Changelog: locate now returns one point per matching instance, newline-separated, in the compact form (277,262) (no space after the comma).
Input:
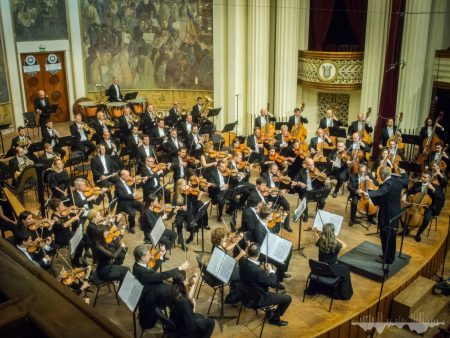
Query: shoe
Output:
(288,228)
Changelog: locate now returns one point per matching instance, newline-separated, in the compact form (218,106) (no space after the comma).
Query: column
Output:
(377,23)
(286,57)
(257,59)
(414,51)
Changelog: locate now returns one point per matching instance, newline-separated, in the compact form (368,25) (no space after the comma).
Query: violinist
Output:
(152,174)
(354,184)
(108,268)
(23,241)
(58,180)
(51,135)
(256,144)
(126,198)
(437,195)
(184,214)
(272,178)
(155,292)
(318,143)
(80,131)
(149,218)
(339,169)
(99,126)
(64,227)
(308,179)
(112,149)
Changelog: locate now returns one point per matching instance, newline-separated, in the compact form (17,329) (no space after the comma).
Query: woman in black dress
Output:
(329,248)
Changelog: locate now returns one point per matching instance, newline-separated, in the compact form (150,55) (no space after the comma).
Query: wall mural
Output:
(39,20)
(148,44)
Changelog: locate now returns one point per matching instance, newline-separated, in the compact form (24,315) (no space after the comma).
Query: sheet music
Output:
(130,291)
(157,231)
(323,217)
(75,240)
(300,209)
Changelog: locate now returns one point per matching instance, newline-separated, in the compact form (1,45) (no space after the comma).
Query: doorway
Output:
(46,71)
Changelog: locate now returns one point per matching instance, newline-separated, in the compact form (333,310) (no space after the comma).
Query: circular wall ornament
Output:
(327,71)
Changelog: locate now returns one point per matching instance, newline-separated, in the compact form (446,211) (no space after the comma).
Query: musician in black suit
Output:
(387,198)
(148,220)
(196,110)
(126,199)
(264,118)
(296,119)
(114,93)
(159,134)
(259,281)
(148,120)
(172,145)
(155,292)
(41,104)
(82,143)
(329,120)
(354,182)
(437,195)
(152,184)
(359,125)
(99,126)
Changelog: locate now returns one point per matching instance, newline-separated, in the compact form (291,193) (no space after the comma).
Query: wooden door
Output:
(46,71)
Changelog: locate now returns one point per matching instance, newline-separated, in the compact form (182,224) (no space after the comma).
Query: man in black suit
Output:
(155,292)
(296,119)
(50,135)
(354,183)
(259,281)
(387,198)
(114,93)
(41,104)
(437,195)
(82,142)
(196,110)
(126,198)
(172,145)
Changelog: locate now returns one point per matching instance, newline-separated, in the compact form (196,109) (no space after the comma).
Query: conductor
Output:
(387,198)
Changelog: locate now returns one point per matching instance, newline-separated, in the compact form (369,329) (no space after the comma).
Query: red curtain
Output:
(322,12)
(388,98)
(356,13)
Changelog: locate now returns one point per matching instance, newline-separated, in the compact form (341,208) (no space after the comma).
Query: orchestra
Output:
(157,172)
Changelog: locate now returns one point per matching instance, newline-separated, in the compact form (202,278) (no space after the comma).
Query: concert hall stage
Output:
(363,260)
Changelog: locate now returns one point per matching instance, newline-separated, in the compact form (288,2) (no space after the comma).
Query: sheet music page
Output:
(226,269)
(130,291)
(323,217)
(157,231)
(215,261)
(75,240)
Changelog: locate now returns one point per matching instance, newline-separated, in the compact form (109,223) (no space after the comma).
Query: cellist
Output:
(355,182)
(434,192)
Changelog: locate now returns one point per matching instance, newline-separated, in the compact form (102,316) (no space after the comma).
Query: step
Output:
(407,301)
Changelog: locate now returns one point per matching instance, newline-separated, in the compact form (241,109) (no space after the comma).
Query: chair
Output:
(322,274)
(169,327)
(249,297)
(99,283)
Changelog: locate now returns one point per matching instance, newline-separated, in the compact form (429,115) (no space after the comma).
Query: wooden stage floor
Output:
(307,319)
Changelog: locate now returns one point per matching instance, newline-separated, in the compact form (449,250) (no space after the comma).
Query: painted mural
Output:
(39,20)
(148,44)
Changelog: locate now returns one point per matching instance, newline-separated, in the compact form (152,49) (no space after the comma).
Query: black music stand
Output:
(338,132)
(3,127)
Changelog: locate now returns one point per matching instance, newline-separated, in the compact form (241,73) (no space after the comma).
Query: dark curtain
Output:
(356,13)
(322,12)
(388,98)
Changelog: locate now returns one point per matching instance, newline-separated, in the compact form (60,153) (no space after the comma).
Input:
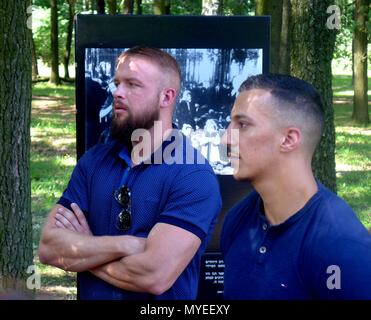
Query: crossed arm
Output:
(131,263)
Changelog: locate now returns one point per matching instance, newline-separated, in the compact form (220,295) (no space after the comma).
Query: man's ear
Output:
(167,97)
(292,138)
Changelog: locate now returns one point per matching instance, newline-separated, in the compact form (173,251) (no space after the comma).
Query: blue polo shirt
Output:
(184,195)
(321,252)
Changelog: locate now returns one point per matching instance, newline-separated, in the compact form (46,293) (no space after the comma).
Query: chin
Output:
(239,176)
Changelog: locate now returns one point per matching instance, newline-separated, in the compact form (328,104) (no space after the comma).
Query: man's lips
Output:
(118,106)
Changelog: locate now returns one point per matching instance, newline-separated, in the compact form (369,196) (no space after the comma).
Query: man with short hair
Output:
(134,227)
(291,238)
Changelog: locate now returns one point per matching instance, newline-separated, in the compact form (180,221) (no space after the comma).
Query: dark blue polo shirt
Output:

WHAT YOU ARE ASKED TO DO: Which lines above carry the string "wall"? Copy those lines.

WRITTEN ANSWER:
Query: wall mural
Query: circular wall ornament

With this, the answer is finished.